> Your task:
Please state how many lines in the records that follow include "plastic", with no other output.
╭─ Source material
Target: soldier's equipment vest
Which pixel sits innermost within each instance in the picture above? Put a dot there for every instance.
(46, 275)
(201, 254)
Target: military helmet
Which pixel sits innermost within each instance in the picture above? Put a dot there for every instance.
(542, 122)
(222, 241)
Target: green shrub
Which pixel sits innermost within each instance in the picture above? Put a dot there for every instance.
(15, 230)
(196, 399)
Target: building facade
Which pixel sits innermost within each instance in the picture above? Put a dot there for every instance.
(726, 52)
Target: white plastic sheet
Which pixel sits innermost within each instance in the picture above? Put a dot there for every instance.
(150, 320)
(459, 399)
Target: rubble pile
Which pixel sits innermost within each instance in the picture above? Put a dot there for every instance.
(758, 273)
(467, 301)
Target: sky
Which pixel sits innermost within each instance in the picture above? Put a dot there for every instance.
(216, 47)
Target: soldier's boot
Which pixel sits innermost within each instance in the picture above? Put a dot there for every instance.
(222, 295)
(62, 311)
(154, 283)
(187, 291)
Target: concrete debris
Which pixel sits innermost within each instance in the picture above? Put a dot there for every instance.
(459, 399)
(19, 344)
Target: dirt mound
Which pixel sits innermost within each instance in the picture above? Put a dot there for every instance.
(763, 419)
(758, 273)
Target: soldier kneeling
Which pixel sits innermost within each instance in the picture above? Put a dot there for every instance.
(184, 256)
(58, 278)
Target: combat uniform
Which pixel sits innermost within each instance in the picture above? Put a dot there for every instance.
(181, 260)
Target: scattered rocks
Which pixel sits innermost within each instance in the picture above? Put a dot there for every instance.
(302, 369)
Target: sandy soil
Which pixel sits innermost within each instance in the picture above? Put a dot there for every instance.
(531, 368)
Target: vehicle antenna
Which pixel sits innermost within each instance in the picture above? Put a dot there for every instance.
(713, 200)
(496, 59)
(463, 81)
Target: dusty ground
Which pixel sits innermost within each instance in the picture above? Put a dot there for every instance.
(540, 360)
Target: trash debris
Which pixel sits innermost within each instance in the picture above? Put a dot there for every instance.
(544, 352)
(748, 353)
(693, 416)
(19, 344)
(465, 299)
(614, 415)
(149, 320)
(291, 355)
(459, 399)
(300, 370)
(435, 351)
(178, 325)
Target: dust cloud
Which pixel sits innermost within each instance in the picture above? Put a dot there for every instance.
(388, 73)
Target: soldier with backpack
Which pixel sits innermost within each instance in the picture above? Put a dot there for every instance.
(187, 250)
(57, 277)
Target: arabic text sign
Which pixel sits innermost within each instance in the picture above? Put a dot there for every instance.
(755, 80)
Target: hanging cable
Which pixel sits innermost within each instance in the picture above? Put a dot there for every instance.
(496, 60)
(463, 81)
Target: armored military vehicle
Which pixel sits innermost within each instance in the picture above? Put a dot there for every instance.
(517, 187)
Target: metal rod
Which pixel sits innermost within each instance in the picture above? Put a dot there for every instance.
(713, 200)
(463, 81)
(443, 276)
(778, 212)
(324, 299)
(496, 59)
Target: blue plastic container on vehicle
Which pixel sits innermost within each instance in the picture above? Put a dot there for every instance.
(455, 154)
╰─
> Answer section:
2